● Selected extract
.....
Comment 77 for bug 245779

Revision history for this message
David McGiven (davidmcgivenn) wrote :

Dear Ubuntu Users,

I'm hitting the same error/bug you are. My setup is the following :

- SunFire X4450 with 4 Intel Xeon 6-Core :
(Intel(R) Xeon(R) CPU E7450 @ 2.40GHz)

- Ubuntu 8.04 LTS :
No LSB modules are available.
Distributor ID: Ubuntu
Description: Ubuntu 8.04.4 LTS
Release: 8.04
Codename: hardy

- Kernel version :
Linux xxxxx 2.6.24-27-server #1 SMP Wed Mar 24 11:32:39 UTC 2010 x86_64 GNU/Linux

- I'm running a 24 processors NAMD job (http://www.ks.uiuc.edu/Research/namd/)

After less than 1 minute, the system becomes unresponsive for ~10 minutes and then it comes back to "normal" (no need to reboot if you are patient enough).
.....
Dataset entries
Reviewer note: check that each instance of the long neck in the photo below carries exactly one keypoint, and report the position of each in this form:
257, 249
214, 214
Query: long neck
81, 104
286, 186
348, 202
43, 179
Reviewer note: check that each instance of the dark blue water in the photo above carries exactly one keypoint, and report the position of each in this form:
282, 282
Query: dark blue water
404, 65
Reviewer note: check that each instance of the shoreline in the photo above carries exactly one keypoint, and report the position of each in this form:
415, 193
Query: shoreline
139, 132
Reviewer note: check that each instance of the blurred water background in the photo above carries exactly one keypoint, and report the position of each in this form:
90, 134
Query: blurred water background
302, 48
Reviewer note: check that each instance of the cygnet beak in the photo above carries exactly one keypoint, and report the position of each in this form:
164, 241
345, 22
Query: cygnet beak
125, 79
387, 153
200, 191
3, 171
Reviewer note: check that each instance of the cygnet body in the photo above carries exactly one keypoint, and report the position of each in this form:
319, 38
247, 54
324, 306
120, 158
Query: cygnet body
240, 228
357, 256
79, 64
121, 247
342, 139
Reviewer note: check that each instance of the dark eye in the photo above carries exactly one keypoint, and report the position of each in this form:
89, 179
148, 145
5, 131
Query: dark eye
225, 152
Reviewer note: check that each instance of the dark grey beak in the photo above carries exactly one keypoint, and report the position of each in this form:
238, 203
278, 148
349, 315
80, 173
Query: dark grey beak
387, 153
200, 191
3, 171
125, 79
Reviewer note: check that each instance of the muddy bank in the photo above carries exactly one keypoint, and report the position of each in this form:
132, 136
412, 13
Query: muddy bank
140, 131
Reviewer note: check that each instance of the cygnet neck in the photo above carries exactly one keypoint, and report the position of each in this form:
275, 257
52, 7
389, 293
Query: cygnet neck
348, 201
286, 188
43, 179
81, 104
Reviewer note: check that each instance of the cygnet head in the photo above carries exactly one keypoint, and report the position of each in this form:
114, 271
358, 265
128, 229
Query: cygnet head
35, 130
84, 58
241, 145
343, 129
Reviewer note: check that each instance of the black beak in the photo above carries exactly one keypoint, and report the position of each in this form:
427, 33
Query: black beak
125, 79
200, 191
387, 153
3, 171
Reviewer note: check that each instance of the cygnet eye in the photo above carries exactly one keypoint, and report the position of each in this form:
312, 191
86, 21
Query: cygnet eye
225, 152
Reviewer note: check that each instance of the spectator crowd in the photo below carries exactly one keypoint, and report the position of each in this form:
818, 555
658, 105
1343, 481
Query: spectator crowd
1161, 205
.....
● Work to complete
From the bug comment, list each field name and value that appears in the output under "Ubuntu 8.04 LTS :".

● Answer to this problem
- Distributor ID: Ubuntu
- Description: Ubuntu 8.04.4 LTS
- Release: 8.04
- Codename: hardy